» **GIVEN TEXT**
--- START ---
If you've ever lost a good person because someone on the
interviewing team was unprepared, emotional, or a weak interviewer,
you know what a waste of time this can be. Equally as bad is having
great candidates not even be considered because they didn't have
exactly the right mix of skills, experience, or academic background.
Good interviewing skills can help recruiters minimize these types of
non-hires.
The goal of this article is to reduce your sendouts per hire
ratio by at least one. For most recruiters, this will result in a
productivity increase of at least 20-30%, which means you'll be able
to make one additional hire per month, or 12 additional hires per
year. At an average cost per hire of $3,574, this is a cost savings
of $42,888. Per recruiter! Each year! Just by following the tips in
this article!
Here's how:
- Know the job. Reread Part II in this series and
follow the instructions suggested. If you're the type of recruiter
who uses the traditional skills- and experience-based job
description to merely screen candidates while the hiring team
determines if they're suitable for the job, you're just a
box-checker. At a minimum, good recruiters need to determine if a
candidate can do the work at a high level of competency, and get
the person excited about proceeding in the selection process by
positioning the job as a career move, not a compensation increase.
Where do you stand on this measure of recruiter competency?
--- END ---
» **DATA PROVIDED**
--- START ---
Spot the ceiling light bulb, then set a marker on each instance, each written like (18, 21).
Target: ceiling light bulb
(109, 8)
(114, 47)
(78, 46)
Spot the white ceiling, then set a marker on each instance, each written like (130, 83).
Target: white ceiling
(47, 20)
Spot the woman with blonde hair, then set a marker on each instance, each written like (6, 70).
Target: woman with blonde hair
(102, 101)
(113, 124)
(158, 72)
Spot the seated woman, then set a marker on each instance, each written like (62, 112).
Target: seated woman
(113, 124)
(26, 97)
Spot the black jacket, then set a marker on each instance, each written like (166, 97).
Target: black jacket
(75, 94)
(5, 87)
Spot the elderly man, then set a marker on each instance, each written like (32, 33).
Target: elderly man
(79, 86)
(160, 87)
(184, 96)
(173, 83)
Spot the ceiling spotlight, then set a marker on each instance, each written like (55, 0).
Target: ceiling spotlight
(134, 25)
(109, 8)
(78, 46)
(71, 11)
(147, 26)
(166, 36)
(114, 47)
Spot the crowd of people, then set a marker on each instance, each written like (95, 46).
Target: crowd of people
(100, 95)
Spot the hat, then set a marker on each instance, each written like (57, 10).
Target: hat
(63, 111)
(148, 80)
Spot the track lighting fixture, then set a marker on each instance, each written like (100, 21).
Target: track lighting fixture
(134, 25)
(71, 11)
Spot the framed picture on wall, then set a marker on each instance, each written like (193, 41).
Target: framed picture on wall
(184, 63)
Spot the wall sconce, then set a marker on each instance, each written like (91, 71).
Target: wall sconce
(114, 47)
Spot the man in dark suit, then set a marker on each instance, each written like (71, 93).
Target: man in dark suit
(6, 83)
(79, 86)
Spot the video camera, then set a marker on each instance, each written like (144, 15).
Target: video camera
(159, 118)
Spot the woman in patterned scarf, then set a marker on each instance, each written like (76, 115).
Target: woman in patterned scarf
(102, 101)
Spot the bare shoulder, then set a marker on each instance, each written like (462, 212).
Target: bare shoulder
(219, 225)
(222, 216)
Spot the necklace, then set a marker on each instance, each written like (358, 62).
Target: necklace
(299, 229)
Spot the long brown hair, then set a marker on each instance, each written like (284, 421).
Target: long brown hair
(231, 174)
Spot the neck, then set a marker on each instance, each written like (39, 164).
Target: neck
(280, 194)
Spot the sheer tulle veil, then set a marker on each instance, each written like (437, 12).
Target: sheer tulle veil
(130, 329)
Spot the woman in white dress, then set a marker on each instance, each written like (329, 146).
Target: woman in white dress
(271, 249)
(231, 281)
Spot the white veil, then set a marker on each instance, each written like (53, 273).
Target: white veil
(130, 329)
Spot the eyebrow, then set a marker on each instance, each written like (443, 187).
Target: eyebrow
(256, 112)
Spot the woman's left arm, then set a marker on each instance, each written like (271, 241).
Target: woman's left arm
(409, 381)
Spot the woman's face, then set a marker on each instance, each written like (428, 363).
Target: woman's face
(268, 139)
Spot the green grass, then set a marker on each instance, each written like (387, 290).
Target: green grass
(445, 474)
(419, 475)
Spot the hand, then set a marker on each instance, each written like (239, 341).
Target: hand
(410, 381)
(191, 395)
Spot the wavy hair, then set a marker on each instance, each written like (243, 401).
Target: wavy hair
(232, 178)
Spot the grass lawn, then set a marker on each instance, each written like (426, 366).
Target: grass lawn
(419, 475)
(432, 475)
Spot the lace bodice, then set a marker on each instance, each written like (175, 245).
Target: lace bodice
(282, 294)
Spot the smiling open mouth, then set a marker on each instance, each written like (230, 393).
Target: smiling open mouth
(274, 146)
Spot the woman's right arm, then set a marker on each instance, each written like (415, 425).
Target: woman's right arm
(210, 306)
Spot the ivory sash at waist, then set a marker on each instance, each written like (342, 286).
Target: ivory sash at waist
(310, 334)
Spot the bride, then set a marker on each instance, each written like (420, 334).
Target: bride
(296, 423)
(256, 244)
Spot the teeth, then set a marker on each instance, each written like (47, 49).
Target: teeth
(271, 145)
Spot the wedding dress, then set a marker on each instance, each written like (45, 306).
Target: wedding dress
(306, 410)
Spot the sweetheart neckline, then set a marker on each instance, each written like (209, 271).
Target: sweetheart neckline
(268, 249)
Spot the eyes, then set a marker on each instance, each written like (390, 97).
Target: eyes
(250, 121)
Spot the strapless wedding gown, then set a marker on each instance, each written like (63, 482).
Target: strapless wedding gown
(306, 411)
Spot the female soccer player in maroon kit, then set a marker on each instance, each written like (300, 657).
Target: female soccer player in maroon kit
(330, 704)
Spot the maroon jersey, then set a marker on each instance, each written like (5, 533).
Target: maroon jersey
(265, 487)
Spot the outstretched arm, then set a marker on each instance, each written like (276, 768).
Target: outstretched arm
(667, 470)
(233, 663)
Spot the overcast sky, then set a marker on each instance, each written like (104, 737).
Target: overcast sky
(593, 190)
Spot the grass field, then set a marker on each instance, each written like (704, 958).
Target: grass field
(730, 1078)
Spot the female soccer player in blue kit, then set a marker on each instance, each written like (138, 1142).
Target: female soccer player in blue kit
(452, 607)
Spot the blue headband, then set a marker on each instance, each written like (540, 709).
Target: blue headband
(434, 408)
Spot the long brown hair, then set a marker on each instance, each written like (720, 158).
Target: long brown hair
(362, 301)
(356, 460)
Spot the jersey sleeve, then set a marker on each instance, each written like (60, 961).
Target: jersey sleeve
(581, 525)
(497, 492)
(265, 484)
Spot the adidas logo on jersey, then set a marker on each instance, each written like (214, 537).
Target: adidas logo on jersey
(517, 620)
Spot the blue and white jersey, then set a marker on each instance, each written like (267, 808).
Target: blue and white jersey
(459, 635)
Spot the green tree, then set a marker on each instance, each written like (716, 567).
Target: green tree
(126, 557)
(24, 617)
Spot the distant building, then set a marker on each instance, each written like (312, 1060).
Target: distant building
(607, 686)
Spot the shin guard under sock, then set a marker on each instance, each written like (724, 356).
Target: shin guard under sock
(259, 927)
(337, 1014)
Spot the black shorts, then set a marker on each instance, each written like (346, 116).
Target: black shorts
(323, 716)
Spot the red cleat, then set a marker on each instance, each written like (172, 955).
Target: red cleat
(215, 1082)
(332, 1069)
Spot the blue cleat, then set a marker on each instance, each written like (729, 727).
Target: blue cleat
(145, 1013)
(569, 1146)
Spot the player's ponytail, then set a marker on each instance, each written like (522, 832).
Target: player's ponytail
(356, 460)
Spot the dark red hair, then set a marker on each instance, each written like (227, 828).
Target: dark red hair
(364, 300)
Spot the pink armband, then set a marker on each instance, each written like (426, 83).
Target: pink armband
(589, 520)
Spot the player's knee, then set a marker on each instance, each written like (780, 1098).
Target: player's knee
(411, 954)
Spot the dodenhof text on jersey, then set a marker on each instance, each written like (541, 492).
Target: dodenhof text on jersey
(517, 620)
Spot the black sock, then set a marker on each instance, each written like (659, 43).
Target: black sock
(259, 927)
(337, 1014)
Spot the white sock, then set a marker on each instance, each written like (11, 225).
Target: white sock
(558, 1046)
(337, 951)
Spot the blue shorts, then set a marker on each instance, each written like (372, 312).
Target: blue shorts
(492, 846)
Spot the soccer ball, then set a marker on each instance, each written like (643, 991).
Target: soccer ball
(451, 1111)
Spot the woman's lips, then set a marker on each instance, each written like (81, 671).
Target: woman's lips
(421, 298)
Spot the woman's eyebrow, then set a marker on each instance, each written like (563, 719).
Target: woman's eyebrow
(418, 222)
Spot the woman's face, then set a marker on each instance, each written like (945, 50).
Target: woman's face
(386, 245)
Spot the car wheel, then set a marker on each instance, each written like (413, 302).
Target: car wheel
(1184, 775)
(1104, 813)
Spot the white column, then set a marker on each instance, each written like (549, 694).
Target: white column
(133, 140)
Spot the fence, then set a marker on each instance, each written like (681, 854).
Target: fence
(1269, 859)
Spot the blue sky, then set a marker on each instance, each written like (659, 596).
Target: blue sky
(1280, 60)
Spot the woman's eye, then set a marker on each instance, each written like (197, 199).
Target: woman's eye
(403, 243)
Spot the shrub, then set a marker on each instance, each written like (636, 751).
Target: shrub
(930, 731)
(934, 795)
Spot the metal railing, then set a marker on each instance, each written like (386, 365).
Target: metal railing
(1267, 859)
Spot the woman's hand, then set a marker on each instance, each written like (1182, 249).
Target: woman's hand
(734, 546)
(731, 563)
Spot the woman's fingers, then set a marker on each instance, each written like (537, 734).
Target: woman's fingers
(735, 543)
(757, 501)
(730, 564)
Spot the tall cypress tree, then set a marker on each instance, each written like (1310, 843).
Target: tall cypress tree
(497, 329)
--- END ---
» **PROBLEMS TO SOLVE**
1. Please reproduce the part of the recruiting excerpt that opens with the words containing "The goal of" and closes with "this article!".
2. Answer these questions from the recruiting excerpt:
(a) What average cost per hire does it give?
(b) By how much does it aim to reduce the sendouts per hire ratio?
(c) What does it call a recruiter who uses the traditional job description only to screen candidates?

» **OUTPUTS**
1.
The goal of this article is to reduce your sendouts per hire
ratio by at least one. For most recruiters, this will result in a
productivity increase of at least 20-30%, which means you'll be able
to make one additional hire per month, or 12 additional hires per
year. At an average cost per hire of $3,574, this is a cost savings
of $42,888. Per recruiter! Each year! Just by following the tips in
this article!

2.
(a) $3,574
(b) By at least one
(c) A box-checker